_Data listing_

BEGIN

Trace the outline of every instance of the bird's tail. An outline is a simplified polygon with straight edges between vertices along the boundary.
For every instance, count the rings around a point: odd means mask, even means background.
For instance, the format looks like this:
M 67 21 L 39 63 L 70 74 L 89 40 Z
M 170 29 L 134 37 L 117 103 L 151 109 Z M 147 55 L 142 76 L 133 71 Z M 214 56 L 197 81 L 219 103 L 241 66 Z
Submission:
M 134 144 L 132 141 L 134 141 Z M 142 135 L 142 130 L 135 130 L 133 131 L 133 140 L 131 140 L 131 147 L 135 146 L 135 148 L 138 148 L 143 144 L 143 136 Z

END

_AIM_
Copy the whole data listing above word for word, keeping every line.

_SOLUTION FOR THIS PROBLEM_
Trace the outline of every instance of the bird's tail. An outline is a simplified polygon with straight edges between vertices along the boundary.
For every instance, count the rings around a point: odd means mask, even means background.
For instance, the format looks like this:
M 67 21 L 39 63 L 70 74 L 89 40 Z
M 170 29 L 134 37 L 117 103 L 151 109 Z M 147 55 L 142 76 L 133 71 Z M 214 56 L 197 81 L 219 103 L 241 66 Z
Submission:
M 134 144 L 132 141 L 134 141 Z M 142 135 L 142 130 L 135 130 L 133 131 L 133 140 L 131 140 L 131 147 L 135 146 L 135 148 L 138 148 L 143 144 L 143 136 Z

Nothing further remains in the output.